Variante Delta, Locatelli ribadisce: “Una dose di vaccino non basta”

Contro la variante Delta non basta una dose di vaccino. Ne occorrono due per garantire la copertura“. Un tema già noto in questa fase di contrasto al Coronavirus. Ma che, ai microfoni di ‘Sky TG24’, ha ribadito il coordinatore del Comitato tecnico scientifico e presidente del Consiglio superiore di sanità, Franco Locatelli.

Locatelli e i dati sulla variante Delta

I dati sulla nuova, temutissima variante di Coronavirus sono già stati resi noti nei giorni scorsi. Ma Locatelli li ha ribaditi: “Entro l’inizio di agosto, la variante Delta dovrebbe raggiungere il 70% di diffusione e il 90% entro fine agosto – ha spiegato –. Solleva preoccupazione, perché è più contagiosa e può provocare patologie significative nei soggetti non vaccinati o in chi ha una sola dose di vaccino. Per questo è importante progredire con la campagna vaccinale“.

- COMPITO ASSEGNATO A: Trascrivi parola per parola il passo dell'articolo sulla variante Delta che comincia con le parole contenenti "Contro la variante" e termina con "sanità, Franco Locatelli.".
- COMPITO ASSEGNATO B:
Rispondi a queste domande sull'articolo sulla variante Delta.
(i) Ai microfoni di quale emittente Locatelli ha ribadito che una dose non basta?
(ii) Quale percentuale di diffusione dovrebbe raggiungere la variante Delta entro fine agosto?
(iii) Quante dosi di vaccino occorrono per garantire la copertura contro la variante Delta?
- COMPITO ASSEGNATO C: Prosegui l'articolo sulla variante Delta dal punto in cui si ferma.

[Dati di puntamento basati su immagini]
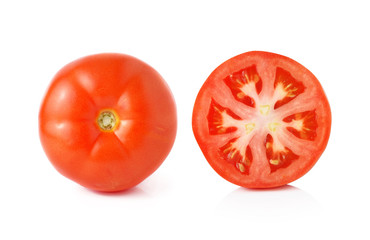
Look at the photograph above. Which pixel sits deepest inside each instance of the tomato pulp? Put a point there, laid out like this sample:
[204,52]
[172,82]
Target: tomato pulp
[107,121]
[261,120]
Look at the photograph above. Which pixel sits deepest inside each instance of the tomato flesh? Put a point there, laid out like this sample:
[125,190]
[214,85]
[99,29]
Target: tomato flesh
[261,120]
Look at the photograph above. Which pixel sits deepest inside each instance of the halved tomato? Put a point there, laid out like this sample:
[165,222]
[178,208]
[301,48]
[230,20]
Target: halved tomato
[261,120]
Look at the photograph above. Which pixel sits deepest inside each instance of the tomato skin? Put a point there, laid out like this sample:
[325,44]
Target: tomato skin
[146,129]
[216,87]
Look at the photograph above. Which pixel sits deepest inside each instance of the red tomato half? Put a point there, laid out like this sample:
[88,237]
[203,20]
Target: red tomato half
[107,121]
[261,120]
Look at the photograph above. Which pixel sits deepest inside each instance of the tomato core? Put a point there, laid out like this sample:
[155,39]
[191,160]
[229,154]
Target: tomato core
[107,120]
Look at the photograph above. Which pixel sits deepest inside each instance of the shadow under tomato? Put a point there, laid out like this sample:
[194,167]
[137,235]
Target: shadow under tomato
[131,192]
[279,201]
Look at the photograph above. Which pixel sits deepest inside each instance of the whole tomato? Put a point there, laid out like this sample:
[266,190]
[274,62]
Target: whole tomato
[107,121]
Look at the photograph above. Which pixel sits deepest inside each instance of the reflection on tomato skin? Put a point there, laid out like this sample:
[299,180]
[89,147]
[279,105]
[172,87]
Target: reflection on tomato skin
[146,121]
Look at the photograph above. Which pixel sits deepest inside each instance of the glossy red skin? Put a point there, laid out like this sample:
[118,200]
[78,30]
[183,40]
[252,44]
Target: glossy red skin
[107,161]
[209,144]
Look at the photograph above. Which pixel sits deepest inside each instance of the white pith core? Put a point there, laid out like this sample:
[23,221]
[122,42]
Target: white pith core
[265,119]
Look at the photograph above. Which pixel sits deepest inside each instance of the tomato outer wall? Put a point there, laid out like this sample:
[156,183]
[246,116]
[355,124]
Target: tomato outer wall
[107,161]
[201,106]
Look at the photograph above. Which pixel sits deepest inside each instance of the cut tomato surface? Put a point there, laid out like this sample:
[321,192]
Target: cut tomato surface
[261,120]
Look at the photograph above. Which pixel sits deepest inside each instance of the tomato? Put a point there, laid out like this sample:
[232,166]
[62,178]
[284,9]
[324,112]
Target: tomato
[261,120]
[107,121]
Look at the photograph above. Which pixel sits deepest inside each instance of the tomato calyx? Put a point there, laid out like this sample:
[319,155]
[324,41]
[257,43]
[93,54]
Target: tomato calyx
[107,120]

- RISULTATO ATTESO A:
Contro la variante Delta non basta una dose di vaccino. Ne occorrono due per garantire la copertura“. Un tema già noto in questa fase di contrasto al Coronavirus. Ma che, ai microfoni di ‘Sky TG24’, ha ribadito il coordinatore del Comitato tecnico scientifico e presidente del Consiglio superiore di sanità, Franco Locatelli.

- RISULTATO ATTESO B:
(i) Sky TG24.
(ii) Il 90%.
(iii) Due.

- RISULTATO ATTESO C:
I dati sulla flash survey saranno disponibili lunedì prossimo. Ma il dato della Lombardia parla di una diffusione della variante Delta giunto al 4% sul totale dei contagi. “Dunque quella stima del 26% è ragionevolmente in eccesso per l’Italia“, ha evidenziato Locatelli. Che ha voluto aggiungere: “Anche se non va sottovalutata la diffusione“.

Come contrastare le nuove varianti Covid

C’è un modo per provare a contrastare in maniera efficace la variante Delta e in generale il Coronavirus in tutte le forme che ha assunto e sta assumendo da quando è iniziata l’emergenza. “Dobbiamo lavorare nella maniera più intensiva sul tracciamento e sul sequenziamento. Perché solo in questo modo riusciamo ad intercettare segnali di diffusione della variante indiana“, ha sottolineato Locatelli.

Importante il sequenziamento. Che però, per arginare realmente la variante Delta non è sufficiente. “Ci sono delle decisioni che devono seguire per cercare di contenere il tutto. Altrimenti il sequenziamento diventa un esercizio inutile“. E in tal senso non sono da escludere nuove zone rosse: “Se necessario, vanno create delle zone per fermare i cluster. Come ad esempio è successo in Umbria, quando si è verificata la diffusione della variante brasiliana“.